Description of the task: The expected response is the full listing, retyped exactly, without its images.

Records for the task:
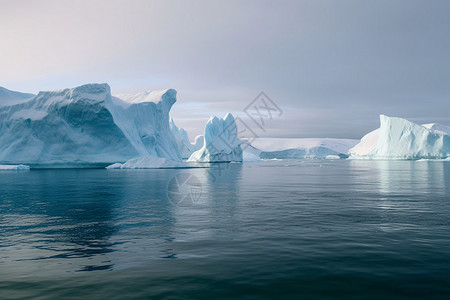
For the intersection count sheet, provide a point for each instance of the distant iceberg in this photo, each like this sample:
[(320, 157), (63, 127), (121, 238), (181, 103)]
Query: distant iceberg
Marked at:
[(283, 148), (85, 127), (398, 138), (221, 142), (14, 167), (148, 162)]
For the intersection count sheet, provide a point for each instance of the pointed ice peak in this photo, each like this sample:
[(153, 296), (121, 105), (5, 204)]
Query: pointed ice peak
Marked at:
[(148, 96), (93, 92)]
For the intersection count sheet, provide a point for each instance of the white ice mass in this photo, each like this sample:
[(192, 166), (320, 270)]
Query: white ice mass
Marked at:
[(221, 142), (14, 167), (282, 148), (8, 97), (86, 126), (398, 138), (148, 162), (185, 147)]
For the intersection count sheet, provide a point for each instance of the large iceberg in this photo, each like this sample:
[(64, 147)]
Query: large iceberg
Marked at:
[(86, 126), (398, 138), (8, 97), (282, 148), (185, 147), (221, 142)]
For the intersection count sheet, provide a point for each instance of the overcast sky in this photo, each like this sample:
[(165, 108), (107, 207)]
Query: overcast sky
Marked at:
[(331, 66)]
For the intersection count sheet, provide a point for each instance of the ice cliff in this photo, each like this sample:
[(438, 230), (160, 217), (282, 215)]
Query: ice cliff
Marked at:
[(86, 126), (398, 138), (221, 142)]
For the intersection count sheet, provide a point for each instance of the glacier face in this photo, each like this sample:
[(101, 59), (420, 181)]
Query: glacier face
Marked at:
[(185, 147), (398, 138), (85, 126), (8, 97), (221, 142)]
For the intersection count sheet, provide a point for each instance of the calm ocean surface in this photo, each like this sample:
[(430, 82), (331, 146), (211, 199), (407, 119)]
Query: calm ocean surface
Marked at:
[(269, 230)]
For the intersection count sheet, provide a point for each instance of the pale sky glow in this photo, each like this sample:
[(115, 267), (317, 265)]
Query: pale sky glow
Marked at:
[(332, 66)]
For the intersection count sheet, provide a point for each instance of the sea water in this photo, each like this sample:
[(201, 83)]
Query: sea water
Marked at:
[(283, 229)]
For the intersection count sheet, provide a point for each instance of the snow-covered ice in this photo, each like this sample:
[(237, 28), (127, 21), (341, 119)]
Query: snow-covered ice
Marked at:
[(221, 142), (303, 147), (148, 162), (86, 126), (14, 167), (398, 138), (185, 147), (8, 97)]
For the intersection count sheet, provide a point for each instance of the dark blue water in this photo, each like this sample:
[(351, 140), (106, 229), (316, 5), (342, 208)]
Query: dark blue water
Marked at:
[(276, 229)]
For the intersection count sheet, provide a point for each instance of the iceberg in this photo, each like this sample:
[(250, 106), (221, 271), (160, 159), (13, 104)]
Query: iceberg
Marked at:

Exercise result:
For the intersection count sheet, provide a point for each instance of the distant iceberg in this photo, each like this sample:
[(320, 157), (63, 127), (121, 238), (181, 103)]
Query: distant iceberg
Marked at:
[(283, 148), (85, 127), (398, 138), (221, 142), (14, 167), (148, 162)]
For the intersection count sheet, provide a point for each instance of the pointed ice peak in this photo, each like this sample:
[(153, 296), (121, 105), (5, 204)]
Query: pointed ice peak
Marked at:
[(148, 96), (93, 92)]
For the intersection count sheet, provide a point for each instance of the white ice mass in this photo, each like this sample:
[(192, 166), (320, 270)]
Query: white ice mass
Marked at:
[(221, 142), (14, 167), (282, 148), (8, 97), (86, 126), (398, 138), (148, 162), (185, 147)]
For the intersection count sheet, provide a point for each instance of the large iceberg in this photo, each like this sample:
[(64, 147)]
Query: large iceberg
Marked at:
[(86, 126), (398, 138), (8, 97), (282, 148), (185, 147), (221, 142)]
For the intersection count sheet, provide a point for each instance of the overcast sky in this photo, each like this sample:
[(165, 108), (107, 207)]
Query: overcast sky
Marked at:
[(331, 66)]
For the intersection count sheet, provide a point for each instance of the ice cliff in this photo, each like this sample:
[(438, 230), (160, 217), (282, 215)]
Query: ice cliff
Marked at:
[(86, 126), (398, 138), (221, 142)]
For the intersection count sheet, provide a point for each instance of the glacier face in this photo, each like this sample:
[(101, 59), (420, 181)]
Query: glacier face
Marked at:
[(185, 147), (398, 138), (85, 126), (8, 97), (221, 142)]
For the intersection count sheet, provide a point for each instance of the calm ocean surface in this photo, each like this sample:
[(430, 82), (331, 146), (211, 199), (407, 119)]
Query: calm ocean surface
Marked at:
[(269, 230)]
For the intersection count sheet, provide a point for each instance of the pale sky glow in this photo, each like this sample:
[(115, 267), (317, 265)]
Query: pale sky glow
Marked at:
[(332, 66)]
For the intersection count sheet, provide a point for each instance of the sea water in this photo, each like this sample:
[(201, 83)]
Query: sea water
Marked at:
[(283, 229)]
For the intersection count sheet, provide a point for each instance of the snow-covered ice in this photo, each like this sample:
[(237, 28), (127, 21), (341, 119)]
Query: snow-covered ice
Marked at:
[(221, 142), (303, 147), (148, 162), (86, 126), (14, 167), (398, 138), (185, 147), (8, 97)]
For the intersection count sheet, provide a point for each instance of the dark blue water in this photo, each like this sample:
[(351, 140), (106, 229), (316, 5), (342, 208)]
Query: dark blue water
Marked at:
[(276, 229)]
For the intersection count sheet, provide a point for each instance of the iceberg in this photo, each like this sample:
[(250, 106), (221, 271), (160, 159), (13, 104)]
Query: iceberg
Marked at:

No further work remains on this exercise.